▸ SELECTED TEXT:
_ _ _

Near the end of the book The Big Short, there is a scene in which two of the principal characters are sitting outside in downtown Manhattan during the throes of the financial crisis. The entire financial world is in absolute pandemonium, but as they look around them…………nothing. Birds are singing. Children are playing. People are walking around, getting their errands done. A guy passes by on a bicycle. Nothing is different than it ever was.
That’s always been one of my favorite parts of the book, because the contrast between what those guys were experiencing (being completely and utterly enveloped in global chaos) and what was going on in the normal world is applicable in so many facets of life.
I begin this post with that anecdote because, with but a single week left until we have elected a new President, it seems everyone is convinced that Things Will Be So Different once the deed is done.

_ _ _

▸ PROVIDED DATA:
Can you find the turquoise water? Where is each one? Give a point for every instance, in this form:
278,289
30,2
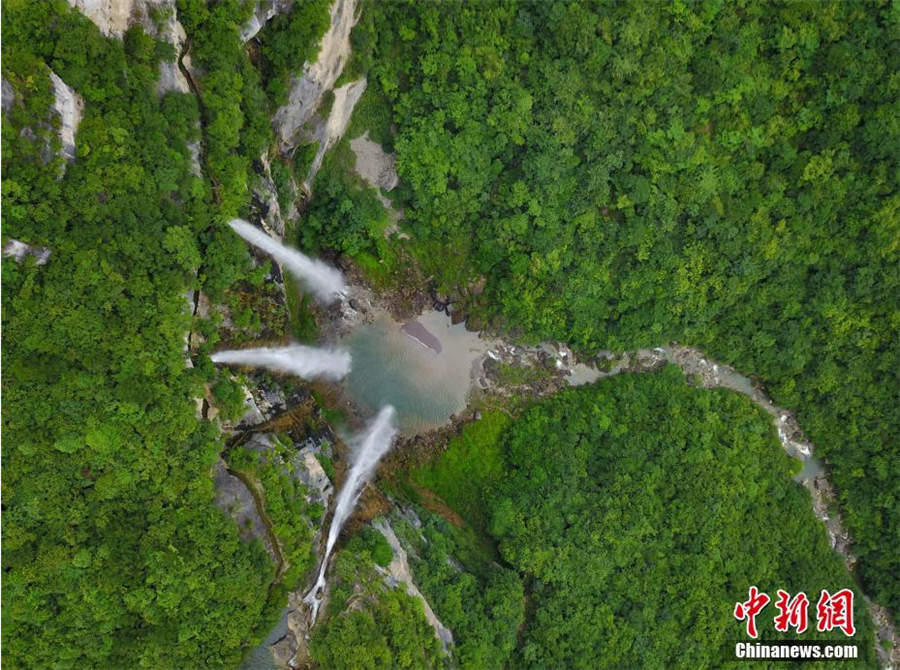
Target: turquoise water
261,657
426,380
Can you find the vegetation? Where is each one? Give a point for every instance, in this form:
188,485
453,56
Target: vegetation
285,505
625,174
369,626
288,40
480,601
637,512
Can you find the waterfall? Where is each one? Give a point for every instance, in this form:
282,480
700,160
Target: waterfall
325,281
369,447
304,362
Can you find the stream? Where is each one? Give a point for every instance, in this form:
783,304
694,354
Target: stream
425,367
422,367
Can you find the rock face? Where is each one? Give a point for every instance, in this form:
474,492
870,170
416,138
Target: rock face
328,133
157,17
233,498
399,573
307,90
112,17
70,108
373,164
264,12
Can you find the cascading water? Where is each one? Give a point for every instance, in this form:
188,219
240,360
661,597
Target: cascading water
305,362
369,447
325,281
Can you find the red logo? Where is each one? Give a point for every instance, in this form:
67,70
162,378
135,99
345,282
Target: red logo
832,611
792,612
750,608
835,611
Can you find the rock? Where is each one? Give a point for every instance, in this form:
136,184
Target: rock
476,287
115,17
328,133
19,250
308,90
264,12
9,95
233,498
70,108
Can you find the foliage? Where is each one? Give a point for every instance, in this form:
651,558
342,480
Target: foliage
369,626
113,552
345,214
640,510
626,174
287,41
471,465
285,505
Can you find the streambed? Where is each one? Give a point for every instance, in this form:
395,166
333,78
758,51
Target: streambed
423,367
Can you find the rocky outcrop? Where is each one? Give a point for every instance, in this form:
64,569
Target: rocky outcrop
112,17
309,471
157,17
308,89
70,108
328,133
9,95
398,572
374,164
264,11
376,167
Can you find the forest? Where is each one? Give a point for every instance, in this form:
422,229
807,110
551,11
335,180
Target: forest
614,174
634,513
113,553
724,175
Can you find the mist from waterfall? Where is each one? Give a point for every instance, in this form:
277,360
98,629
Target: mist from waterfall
304,362
326,282
368,448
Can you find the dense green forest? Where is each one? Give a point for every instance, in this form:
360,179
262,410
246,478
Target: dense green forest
367,625
637,511
625,174
621,174
113,553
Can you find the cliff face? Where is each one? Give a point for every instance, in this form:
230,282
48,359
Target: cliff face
158,18
307,90
70,108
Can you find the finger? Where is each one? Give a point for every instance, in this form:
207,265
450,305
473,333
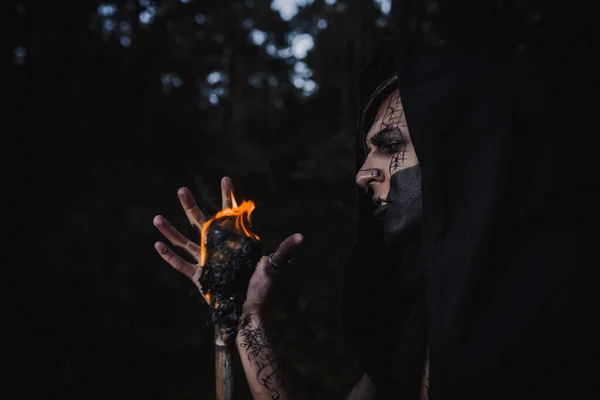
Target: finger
226,192
287,248
174,260
175,237
191,209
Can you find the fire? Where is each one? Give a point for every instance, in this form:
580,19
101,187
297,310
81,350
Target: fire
241,214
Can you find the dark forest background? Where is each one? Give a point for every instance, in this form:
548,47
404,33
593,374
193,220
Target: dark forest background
118,104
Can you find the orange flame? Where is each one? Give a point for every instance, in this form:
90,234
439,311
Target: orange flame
242,215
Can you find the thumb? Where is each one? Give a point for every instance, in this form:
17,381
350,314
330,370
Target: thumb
286,249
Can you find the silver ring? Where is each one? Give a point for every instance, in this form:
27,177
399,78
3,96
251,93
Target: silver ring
273,262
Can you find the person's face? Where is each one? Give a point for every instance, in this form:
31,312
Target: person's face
391,170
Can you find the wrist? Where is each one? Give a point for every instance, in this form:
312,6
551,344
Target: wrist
249,318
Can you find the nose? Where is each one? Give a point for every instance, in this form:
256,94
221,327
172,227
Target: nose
365,177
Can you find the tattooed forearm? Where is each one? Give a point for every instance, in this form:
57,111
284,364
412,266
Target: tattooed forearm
264,368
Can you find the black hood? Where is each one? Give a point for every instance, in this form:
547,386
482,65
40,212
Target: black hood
503,202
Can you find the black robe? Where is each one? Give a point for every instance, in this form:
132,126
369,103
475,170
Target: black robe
498,285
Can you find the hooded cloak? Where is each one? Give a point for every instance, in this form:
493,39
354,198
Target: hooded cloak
497,284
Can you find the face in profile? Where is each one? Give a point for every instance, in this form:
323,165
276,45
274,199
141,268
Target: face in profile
391,170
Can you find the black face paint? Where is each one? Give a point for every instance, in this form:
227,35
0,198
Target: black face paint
405,208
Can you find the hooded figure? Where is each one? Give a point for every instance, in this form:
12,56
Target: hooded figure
492,284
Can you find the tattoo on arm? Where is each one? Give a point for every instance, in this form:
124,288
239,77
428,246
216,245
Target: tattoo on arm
259,348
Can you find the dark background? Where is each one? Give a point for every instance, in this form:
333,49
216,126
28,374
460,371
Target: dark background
118,104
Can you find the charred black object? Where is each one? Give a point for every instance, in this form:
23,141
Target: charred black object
231,259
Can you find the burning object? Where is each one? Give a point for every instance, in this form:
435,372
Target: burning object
229,252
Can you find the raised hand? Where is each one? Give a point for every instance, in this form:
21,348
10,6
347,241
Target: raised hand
267,271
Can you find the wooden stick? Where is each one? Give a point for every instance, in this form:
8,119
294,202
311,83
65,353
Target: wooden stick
224,366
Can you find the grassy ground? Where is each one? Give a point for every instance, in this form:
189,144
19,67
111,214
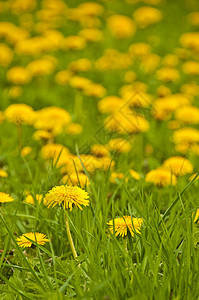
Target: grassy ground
160,262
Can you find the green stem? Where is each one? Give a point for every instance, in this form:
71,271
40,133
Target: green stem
70,238
78,106
19,132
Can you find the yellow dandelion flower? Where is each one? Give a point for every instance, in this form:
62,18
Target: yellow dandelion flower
119,145
110,104
134,174
68,195
5,198
114,176
18,75
42,135
80,65
122,225
121,26
6,55
178,165
196,216
95,90
20,114
26,150
188,114
146,15
76,179
74,42
161,177
3,173
168,74
24,240
74,128
31,200
193,176
91,34
99,150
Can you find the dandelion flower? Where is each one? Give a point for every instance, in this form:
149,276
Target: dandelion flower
178,165
161,177
68,195
5,198
3,173
24,240
122,224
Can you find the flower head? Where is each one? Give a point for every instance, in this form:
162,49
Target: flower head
5,198
161,177
122,224
68,195
24,240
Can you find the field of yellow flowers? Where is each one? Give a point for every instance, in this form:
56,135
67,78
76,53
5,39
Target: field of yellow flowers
99,149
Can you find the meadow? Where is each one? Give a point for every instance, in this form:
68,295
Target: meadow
99,147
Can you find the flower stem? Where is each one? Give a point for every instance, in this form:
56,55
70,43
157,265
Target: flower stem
78,106
70,238
19,132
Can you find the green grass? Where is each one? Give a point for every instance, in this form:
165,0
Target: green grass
162,262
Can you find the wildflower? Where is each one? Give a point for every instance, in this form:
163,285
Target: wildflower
76,179
69,196
41,67
122,225
130,76
134,174
74,129
54,151
1,117
190,40
170,60
139,49
5,198
99,150
15,91
178,165
168,74
110,104
20,114
63,77
161,177
126,122
196,216
29,198
3,173
42,135
115,175
79,83
52,119
6,55
18,75
119,145
39,238
91,9
163,91
121,26
95,90
25,151
164,107
194,18
146,15
74,42
186,135
80,65
191,68
194,176
91,34
188,114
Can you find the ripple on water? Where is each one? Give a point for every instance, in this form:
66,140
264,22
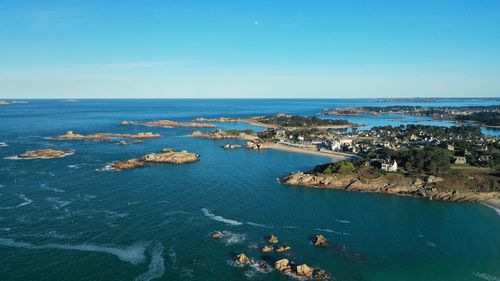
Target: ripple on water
156,266
133,254
214,217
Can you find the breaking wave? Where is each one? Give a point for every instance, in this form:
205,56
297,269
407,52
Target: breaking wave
486,276
332,231
133,254
214,217
156,266
259,225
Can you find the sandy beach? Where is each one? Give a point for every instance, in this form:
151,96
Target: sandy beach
332,155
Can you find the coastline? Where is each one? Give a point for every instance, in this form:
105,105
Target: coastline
254,122
333,155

_ _ _

▸ PROBLEM A: According to the post about The Big Short, how much time is left until a new President is elected?
▸ PROBLEM B: Report every line of the records that contains the string "vegetation", and treat uppercase and lowercase as different.

▸ FULL OUTPUT A: A single week.

▸ FULL OUTPUT B:
Can you find the vegetation? Where is each one? Give a point for every instance, in this form:
Target: vegetation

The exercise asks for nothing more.